Referring expression pointing data
-----

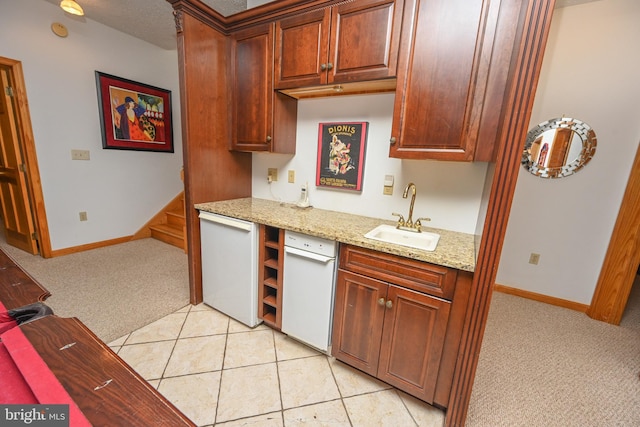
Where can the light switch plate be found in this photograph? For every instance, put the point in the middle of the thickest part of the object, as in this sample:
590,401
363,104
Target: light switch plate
79,154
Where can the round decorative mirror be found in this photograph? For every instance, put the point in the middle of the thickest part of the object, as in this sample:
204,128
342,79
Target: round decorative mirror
558,147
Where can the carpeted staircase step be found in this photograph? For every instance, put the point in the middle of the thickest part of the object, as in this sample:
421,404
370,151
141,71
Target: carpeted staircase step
176,218
172,234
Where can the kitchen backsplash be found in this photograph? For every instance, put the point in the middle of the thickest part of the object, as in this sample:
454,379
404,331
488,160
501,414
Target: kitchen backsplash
447,192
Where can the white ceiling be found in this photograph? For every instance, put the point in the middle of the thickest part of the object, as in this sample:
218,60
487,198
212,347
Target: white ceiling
152,20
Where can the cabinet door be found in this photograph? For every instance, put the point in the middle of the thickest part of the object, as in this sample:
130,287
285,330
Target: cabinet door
302,44
415,326
252,94
437,75
357,320
365,36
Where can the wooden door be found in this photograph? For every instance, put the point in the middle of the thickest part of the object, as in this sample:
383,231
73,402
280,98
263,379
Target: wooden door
252,94
412,341
301,53
365,36
357,321
436,71
14,195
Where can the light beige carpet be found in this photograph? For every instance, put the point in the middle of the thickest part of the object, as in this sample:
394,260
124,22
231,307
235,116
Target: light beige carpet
540,365
547,366
113,290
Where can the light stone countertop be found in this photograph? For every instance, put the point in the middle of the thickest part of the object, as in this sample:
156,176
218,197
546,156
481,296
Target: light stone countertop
455,250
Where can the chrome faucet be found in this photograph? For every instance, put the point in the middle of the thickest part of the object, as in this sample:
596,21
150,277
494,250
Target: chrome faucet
408,224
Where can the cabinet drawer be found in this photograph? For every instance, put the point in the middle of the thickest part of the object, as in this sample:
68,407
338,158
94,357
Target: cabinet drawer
420,276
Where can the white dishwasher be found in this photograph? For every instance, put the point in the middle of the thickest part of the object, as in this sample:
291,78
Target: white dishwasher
230,266
308,288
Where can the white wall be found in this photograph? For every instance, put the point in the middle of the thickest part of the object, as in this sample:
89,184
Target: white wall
447,192
120,190
590,72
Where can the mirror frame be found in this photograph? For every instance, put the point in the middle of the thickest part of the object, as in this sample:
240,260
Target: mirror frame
581,129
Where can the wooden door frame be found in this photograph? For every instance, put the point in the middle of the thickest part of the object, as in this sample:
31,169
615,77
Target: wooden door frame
27,143
623,256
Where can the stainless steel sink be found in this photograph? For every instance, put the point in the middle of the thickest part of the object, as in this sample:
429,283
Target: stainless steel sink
389,234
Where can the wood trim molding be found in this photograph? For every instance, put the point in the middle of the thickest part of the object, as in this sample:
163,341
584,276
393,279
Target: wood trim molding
29,146
623,256
89,246
558,302
531,38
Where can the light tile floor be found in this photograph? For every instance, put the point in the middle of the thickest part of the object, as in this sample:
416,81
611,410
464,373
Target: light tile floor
219,372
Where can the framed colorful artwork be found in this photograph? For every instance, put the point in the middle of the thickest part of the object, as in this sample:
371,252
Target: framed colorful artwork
134,116
341,149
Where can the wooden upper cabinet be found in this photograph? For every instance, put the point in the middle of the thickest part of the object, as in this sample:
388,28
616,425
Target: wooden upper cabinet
355,41
262,120
452,73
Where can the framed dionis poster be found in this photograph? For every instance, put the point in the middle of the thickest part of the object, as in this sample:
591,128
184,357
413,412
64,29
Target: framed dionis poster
341,155
134,116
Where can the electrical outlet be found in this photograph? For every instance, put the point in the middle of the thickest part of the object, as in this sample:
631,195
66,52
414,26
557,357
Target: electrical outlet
79,154
272,174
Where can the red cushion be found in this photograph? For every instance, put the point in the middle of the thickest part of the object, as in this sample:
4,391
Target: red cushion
43,384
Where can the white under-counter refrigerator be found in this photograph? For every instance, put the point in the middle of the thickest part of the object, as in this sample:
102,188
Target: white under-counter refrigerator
308,288
230,266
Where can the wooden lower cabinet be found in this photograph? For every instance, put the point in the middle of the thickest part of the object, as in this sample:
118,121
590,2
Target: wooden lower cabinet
400,320
392,333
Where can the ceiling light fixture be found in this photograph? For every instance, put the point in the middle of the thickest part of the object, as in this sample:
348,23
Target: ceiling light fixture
72,7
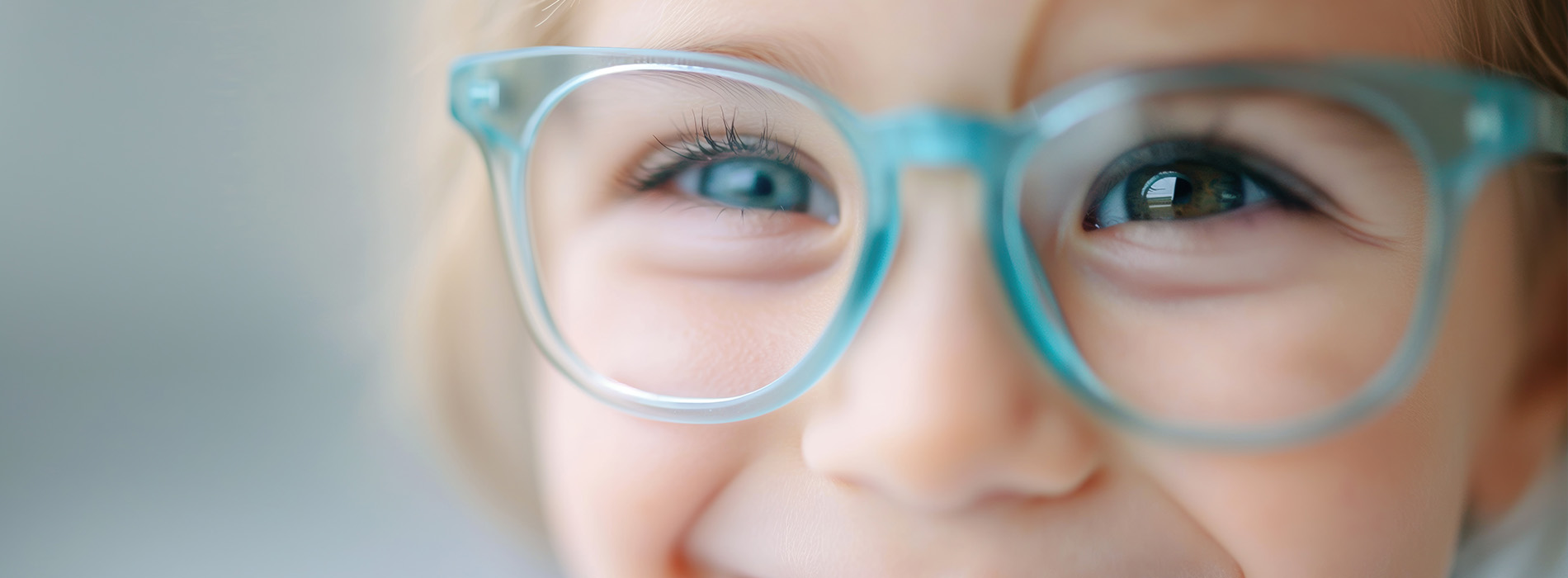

-----

TASK STATEMENT
Give back an exact reproduction of the entries, with all pictures excluded.

RESULT OF THE TASK
Where can the light switch plate be found in this photograph? For every instance, put the point in the middle of the thickest part of the object, as in this sample:
590,401
363,104
Target: light switch plate
79,154
Where can the round decorative mirror be found in this photograph? For every instance, put the point in the middle of the thickest part of the object, as in this sample:
204,128
342,79
Target: round decorative mirror
558,147
Where can the carpeted staircase step be found in this photograph? For every instance, put the point in the middle of the thickest part of the object, as in this sample:
421,404
370,151
141,71
Target: carpeted staircase step
176,218
172,234
Where can the kitchen backsplash be found in this photograph? For every instance, put the point in the middle of the thickest part of the object, as in this sample:
454,379
404,331
488,160
501,414
Target: kitchen backsplash
447,192
Where can the white ceiling be found in this photograph? For every instance, put the point in the middle of the thickest part of the object, as in this sample:
218,60
487,198
212,347
Target: white ceiling
152,20
Where can the cabinet door be found in this photograph? For every instance, put the point in the middle of the thickest part of the object, as in this sample:
130,287
285,330
Target: cabinet door
302,44
415,326
252,94
437,75
357,320
365,36
Where can the wooden door be found in this photograph? For every instance, put the point in the middle of the thickest part of the object, as in this sample:
383,231
73,402
280,98
263,379
Target: wooden door
252,94
412,341
301,53
365,36
357,321
436,71
14,195
Where can the light beige carpet be found in this photograph? For every instance, put the point in the middle of the thickest part of the object, as in this sample:
394,260
124,22
231,307
235,116
Target: light beige carpet
540,365
547,366
113,290
Where can the light stone countertop be found in this photograph? For every instance, put the point in the middle of the thickest part of the object, as in this sample:
156,176
218,197
546,156
481,296
Target: light stone countertop
455,250
Where can the chrome faucet be found in this photograph? For every instance, put the point in the middle of the thickest part of the object, as in this sample:
596,21
150,277
494,250
Target: chrome faucet
408,224
Where can the cabinet drawer be found in this photograph? For every instance, put the point in the middle of the thickest part of the object, as in this sample:
68,407
338,158
94,357
Target: cabinet drawer
420,276
Where can the white dishwasher be found in this photograph? For every instance, put the point in the middle of the thickest part of the object, as in this sample:
291,78
Target: white dishwasher
230,266
308,288
Where can the white wall be found in this photograph? For every instance, put the point in the middle of the thickest part of the object, as in this sample:
89,184
Target: white wall
447,192
120,190
590,72
Where can the mirror frame be found in this photograph? For every instance, put the point in the middle of the thickest part of the object, as in this sample:
240,260
Target: mirror frame
581,129
Where can the wooden door frame be found in this photograph? For every instance, put the point in the middle of the thickest part of the object, as in this sample:
31,169
615,77
Target: wooden door frame
27,143
623,256
Where can the stainless steel sink be found in this photograph? For every instance, put the point in the middle of the thickest part of the object, as in this sample:
429,283
Target: stainless steel sink
389,234
Where can the wood trim molding be found in this photograph? For every instance, put the point in the middle of the thickest part of the object, as in this sample:
163,341
584,276
393,279
Target: wood trim molding
29,146
623,256
89,246
558,302
531,38
Where can the light tile floor be found in this photograph? For every instance, put the point in the middle of the thickest part of the object, as in this sample:
416,81
611,410
464,373
Target: light tile floor
219,372
Where can the framed colorful artwork be found in this photograph? For every instance, put the point in the middle of the thickest part of the object, as in this sample:
371,252
Target: framed colorful artwork
134,116
341,149
Where can the wooden upper cabinet be found in this photograph? For every instance, put the point in the middle of the thickest part of the object, as in this sample:
388,28
616,425
Target: wooden upper cabinet
355,41
262,120
452,73
Where can the framed dionis poster be found in this photograph? For every instance, put the point in the middle of the thickest part of the object, as in this sample:
591,128
184,357
413,412
64,29
Target: framed dionis poster
341,155
134,116
Where can the electrical outlet be found in this photograph? For every instance, put the point in the middle of the thickest part of the object, as in this sample:
631,195
66,52
414,26
557,357
Target: electrical outlet
79,154
272,174
Where can the red cushion be found in this photograph? For every instance, put the point in the middle of the thickest part of the object, as in this sample:
4,391
Target: red cushion
43,384
Where can the white under-counter refrigerator be found in this photograph? For every instance, put the point in the middle of the thickest part of the object, as in this sample:
102,188
Target: white under-counter refrigerator
308,288
230,266
Where can the wooden lower cabinet be found in this photograph? For every instance, put the point in the middle of the thickest part of the object, as in this sample:
118,121
590,2
Target: wooden lower cabinet
400,320
392,333
Where can the ceiling light fixture be found in this photograph? For every instance, put the point in the middle of the thickest part of the object, as in this sample:
348,23
Target: ceiling light fixture
72,7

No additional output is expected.